§ **REQUIREMENT 1**
In the SSL training excerpt, what makes joint-embedding methods learn representations that obey view-invariance criteria? Answer in one to three sentences.
§ **REQUIREMENT 2**
Answer these from the SSL training excerpt:
(a) At which conference is the paper set to appear?
(b) Which loss function's training dynamics does the paper solve exactly?
(c) How does the rank of the embeddings change during training in the linear model?
§ **REQUIREMENT 3**
Write out the passage of the SSL training excerpt starting at "### Theory: stepwise" and ending at "stepwise learning process.".

[start of DOCUMENT EXCERPT]

Our recent paper (to appear at ICML 2023) presents what we suggest is **the first compelling mathematical picture of the training process of large-scale SSL methods.** Our simplified theoretical model, which we solve exactly, learns aspects of the data in a series of discrete, well-separated steps. We then demonstrate that this behavior can be observed in the wild across many current state-of-the-art systems.

This discovery opens new avenues for improving SSL methods, and enables a whole range of new scientific questions that, when answered, will provide a powerful lens for understanding some of today’s most important deep learning systems.

### Background

We focus here on joint-embedding SSL methods — a superset of contrastive methods — which learn representations that obey view-invariance criteria. The loss function of these models includes a term enforcing matching embeddings for semantically equivalent “views” of an image. Remarkably, this simple approach yields powerful representations on image tasks even when views are as simple as random crops and color perturbations.

### Theory: stepwise learning in SSL with linearized models

We first describe an exactly solvable linear model of SSL in which both the training trajectories and final embeddings can be written in closed form. Notably, we find that representation learning separates into a series of discrete steps: the rank of the embeddings starts small and iteratively increases in a stepwise learning process.

The main theoretical contribution of our paper is to exactly solve the training dynamics of the Barlow Twins loss function under gradient flow for the special case of a linear model \(\mathbf{f}(\mathbf{x}) = \mathbf{W} \mathbf{x}\). To sketch our findings here, we find that, when initialization is small, the model learns representations composed precisely of the top-\(d\) eigendirections of the *featurewise* cross-correlation matrix \(\boldsymbol{\Gamma} \equiv \mathbb{E}_{\mathbf{x},\mathbf{x}’} [ \mathbf{x} \mathbf{x}’^T ]\). What’s more, we find that these eigendirections are learned **one at a time** in a sequence of discrete learning steps at times determined by their corresponding eigenvalues. Figure 2 illustrates this learning process, showing both the growth of a new direction in the represented function and the resulting drop in the loss at each learning step. As an extra bonus, we find a closed-form equation for the final embeddings learned by the model at convergence.

[end of DOCUMENT EXCERPT]
[start of GIVEN RECORDS]

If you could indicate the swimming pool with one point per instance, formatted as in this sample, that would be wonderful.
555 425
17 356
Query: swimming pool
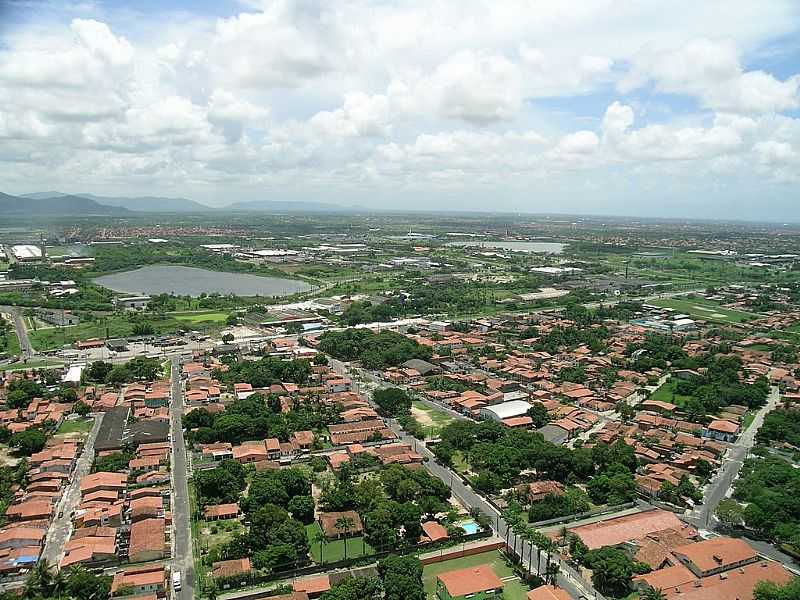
469 526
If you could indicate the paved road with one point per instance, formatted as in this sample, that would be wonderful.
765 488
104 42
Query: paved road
720 484
575 586
26 350
182 539
61 527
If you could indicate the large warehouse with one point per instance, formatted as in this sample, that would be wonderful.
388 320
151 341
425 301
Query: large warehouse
505 410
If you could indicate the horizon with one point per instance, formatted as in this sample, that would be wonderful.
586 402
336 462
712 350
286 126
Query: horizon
565 108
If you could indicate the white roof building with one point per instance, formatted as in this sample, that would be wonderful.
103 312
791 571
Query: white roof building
505 410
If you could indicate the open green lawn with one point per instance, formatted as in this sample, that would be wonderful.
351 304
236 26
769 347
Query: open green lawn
334 550
665 393
699 308
514 589
431 419
76 426
200 316
10 344
112 327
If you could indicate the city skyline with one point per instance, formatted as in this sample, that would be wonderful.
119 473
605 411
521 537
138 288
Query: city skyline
583 108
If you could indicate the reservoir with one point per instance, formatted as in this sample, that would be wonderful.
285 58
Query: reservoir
189 281
534 247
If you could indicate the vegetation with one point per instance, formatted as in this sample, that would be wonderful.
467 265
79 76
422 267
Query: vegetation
372 350
392 402
256 418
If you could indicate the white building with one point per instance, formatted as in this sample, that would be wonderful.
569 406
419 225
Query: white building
505 410
27 252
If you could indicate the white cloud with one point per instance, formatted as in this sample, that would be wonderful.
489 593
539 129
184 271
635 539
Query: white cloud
341 94
711 72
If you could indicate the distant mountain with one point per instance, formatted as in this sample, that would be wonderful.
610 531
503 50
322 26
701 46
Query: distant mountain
62 205
151 203
283 206
134 203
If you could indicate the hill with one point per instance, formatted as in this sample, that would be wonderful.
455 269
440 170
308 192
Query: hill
62 205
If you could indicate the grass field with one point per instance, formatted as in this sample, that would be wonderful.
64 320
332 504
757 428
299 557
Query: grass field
431 419
665 393
76 426
115 327
513 589
200 317
334 551
706 310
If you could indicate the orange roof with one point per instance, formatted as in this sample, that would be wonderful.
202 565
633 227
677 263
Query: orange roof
715 553
470 581
668 577
724 426
548 592
434 531
629 527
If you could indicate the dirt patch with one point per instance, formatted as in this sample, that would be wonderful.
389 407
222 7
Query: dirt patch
422 417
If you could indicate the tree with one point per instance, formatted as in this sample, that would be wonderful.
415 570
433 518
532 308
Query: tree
612 570
28 442
355 588
730 513
302 509
345 523
402 578
392 401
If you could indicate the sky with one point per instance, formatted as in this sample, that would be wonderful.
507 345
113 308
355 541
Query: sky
646 108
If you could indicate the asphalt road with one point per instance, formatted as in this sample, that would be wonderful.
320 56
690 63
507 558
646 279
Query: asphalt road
720 484
26 350
575 586
61 527
182 560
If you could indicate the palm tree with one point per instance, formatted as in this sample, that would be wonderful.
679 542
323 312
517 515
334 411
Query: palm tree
319 538
344 523
653 594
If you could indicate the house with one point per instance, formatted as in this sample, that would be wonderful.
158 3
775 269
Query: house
538 490
147 540
139 581
330 527
231 568
721 430
219 512
715 555
476 583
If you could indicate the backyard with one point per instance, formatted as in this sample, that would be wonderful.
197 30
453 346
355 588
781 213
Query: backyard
431 419
666 393
334 550
513 589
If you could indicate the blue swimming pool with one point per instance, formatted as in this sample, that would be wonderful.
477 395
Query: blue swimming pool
469 526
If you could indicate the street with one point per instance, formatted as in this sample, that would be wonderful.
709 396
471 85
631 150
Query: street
26 350
60 528
464 494
182 560
717 489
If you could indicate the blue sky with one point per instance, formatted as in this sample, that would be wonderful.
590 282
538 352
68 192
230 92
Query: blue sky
592 106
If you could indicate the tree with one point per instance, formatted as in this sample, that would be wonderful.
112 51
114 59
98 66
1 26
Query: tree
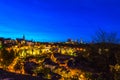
102 36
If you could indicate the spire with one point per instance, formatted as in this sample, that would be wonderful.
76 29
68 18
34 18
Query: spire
23 37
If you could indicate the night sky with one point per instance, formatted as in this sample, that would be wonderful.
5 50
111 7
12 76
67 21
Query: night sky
58 20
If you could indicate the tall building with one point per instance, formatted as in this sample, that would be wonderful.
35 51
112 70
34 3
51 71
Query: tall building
23 37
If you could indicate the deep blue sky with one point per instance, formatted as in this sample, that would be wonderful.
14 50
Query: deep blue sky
57 20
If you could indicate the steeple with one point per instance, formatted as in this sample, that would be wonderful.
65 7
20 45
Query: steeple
23 37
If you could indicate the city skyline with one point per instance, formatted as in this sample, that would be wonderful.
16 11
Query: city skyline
53 20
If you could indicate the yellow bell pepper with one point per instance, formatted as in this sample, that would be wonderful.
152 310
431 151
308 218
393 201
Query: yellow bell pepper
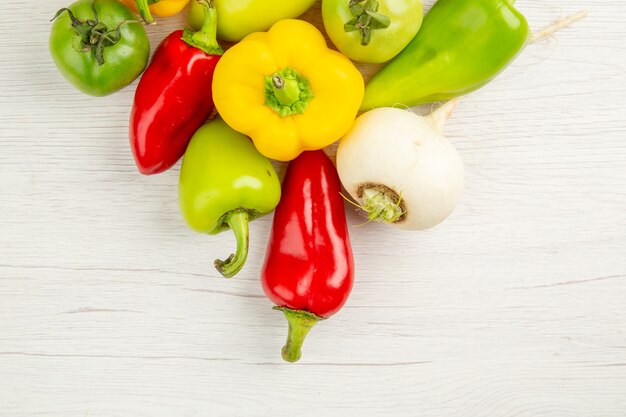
161 8
286 90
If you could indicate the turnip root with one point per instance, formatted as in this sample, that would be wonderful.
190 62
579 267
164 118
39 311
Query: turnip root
400 168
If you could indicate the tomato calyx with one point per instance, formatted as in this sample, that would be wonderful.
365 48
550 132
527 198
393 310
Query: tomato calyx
366 19
94 35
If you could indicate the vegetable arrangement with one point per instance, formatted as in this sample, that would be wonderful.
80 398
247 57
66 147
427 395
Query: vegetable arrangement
282 94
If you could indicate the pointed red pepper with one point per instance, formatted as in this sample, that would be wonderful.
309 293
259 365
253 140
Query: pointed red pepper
309 268
174 97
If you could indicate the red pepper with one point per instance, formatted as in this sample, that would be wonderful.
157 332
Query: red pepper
309 269
173 98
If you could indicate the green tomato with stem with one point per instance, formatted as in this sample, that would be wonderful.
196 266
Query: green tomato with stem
98 46
372 31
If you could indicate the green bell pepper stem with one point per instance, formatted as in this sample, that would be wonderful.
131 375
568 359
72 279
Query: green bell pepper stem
144 11
237 220
205 38
461 46
300 322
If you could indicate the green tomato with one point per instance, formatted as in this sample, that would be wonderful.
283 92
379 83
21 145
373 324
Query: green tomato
372 31
98 46
236 19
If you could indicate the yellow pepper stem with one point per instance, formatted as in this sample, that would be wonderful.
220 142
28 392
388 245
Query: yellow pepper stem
287 92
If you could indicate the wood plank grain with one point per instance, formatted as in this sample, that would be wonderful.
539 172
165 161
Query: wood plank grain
514 307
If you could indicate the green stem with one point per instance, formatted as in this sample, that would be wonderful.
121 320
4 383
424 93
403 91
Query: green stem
381 203
287 92
144 11
206 38
366 19
300 322
237 220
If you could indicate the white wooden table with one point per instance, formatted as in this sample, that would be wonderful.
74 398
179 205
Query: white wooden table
515 306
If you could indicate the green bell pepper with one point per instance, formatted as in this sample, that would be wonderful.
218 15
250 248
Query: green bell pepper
236 19
462 45
225 183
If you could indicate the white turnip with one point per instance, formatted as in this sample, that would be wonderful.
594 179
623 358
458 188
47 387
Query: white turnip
400 168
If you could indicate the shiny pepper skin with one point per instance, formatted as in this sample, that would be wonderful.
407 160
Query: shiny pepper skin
287 90
462 45
309 268
174 97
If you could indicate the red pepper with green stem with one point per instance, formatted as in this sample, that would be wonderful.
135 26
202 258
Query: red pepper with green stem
174 97
309 268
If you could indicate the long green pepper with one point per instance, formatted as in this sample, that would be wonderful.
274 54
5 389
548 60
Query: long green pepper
462 45
224 184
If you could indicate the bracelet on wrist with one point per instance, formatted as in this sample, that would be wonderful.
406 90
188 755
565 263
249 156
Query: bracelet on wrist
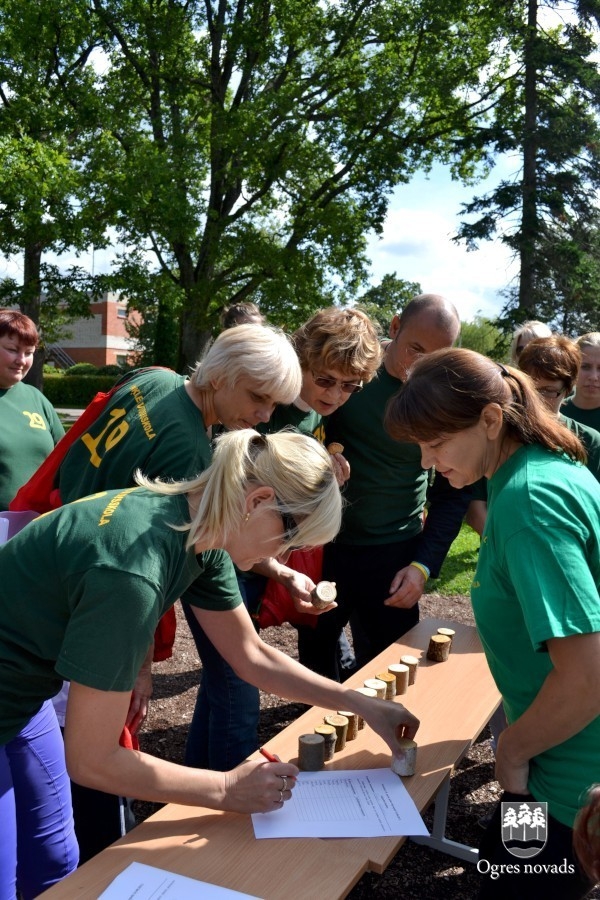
422 569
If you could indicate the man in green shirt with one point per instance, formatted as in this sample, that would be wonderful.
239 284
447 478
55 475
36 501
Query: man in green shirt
383 551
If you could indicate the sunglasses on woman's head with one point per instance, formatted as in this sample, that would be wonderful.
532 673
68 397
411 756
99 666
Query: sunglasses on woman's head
290 526
348 387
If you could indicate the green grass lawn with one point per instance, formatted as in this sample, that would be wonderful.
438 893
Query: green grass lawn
459 566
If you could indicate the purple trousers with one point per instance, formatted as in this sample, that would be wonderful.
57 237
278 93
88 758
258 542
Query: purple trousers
38 845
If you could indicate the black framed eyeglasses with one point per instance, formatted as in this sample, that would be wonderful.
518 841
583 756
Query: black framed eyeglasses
348 387
290 526
550 393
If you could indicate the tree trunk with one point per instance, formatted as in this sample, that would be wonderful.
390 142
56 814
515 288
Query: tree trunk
529 218
30 305
194 342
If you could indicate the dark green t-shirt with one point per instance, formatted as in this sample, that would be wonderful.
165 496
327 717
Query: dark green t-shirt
304 421
589 417
29 429
82 589
150 423
538 577
387 488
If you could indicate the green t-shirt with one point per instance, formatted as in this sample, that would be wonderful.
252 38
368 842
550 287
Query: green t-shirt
150 423
82 589
537 577
589 417
590 438
387 489
29 429
304 421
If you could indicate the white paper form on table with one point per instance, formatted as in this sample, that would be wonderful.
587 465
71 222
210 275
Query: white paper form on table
141 882
356 803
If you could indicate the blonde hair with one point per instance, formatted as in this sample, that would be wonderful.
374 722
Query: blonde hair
527 331
259 352
591 339
295 466
345 340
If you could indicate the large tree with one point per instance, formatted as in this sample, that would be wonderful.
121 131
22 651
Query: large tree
547 119
46 87
246 148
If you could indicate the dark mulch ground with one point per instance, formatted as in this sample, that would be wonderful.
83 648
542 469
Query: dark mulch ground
417 873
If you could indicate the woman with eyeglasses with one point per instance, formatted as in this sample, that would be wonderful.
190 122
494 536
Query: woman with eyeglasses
338 350
82 590
535 597
553 364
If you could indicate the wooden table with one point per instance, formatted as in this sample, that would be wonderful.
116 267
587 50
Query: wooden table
454 700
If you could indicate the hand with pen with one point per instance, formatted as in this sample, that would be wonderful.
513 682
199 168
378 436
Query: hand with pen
391 721
259 786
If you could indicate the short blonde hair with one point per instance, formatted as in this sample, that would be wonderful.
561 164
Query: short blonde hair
259 352
295 466
527 332
345 340
591 339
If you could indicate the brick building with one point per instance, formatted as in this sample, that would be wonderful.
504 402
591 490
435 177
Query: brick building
103 339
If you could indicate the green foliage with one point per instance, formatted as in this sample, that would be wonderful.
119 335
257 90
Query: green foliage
81 369
547 213
75 392
384 301
249 149
110 369
46 100
459 566
484 336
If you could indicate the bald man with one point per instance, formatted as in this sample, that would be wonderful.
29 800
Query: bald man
383 555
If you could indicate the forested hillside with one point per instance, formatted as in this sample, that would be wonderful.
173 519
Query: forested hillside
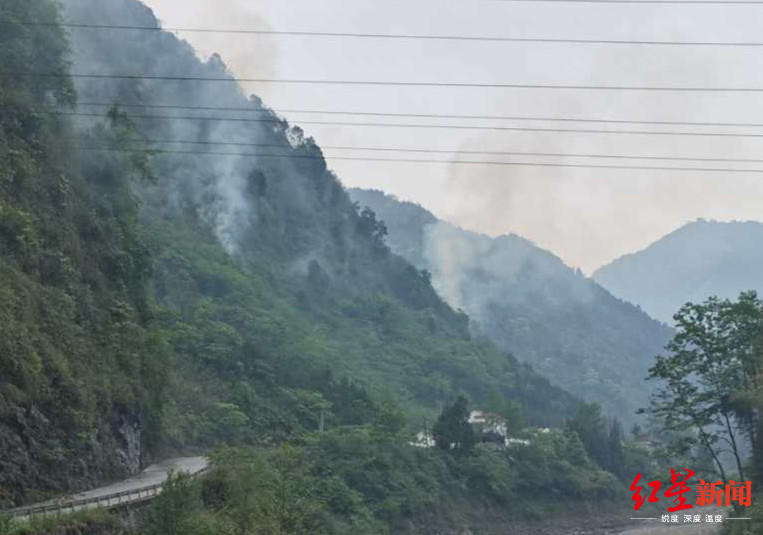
82 366
700 259
530 303
171 297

[end of GIVEN RECORDS]

§ **REPLY 1**
The loss function of these methods includes a term that enforces matching embeddings for semantically equivalent "views" of an image. Because the loss rewards equal embeddings for such views, the learned representations become invariant to the differences between them.

§ **REPLY 2**
(a) ICML 2023.
(b) The Barlow Twins loss function, under gradient flow, for a linear model.
(c) It starts small and increases iteratively in a stepwise learning process.

§ **REPLY 3**
### Theory: stepwise learning in SSL with linearized models

We first describe an exactly solvable linear model of SSL in which both the training trajectories and final embeddings can be written in closed form. Notably, we find that representation learning separates into a series of discrete steps: the rank of the embeddings starts small and iteratively increases in a stepwise learning process.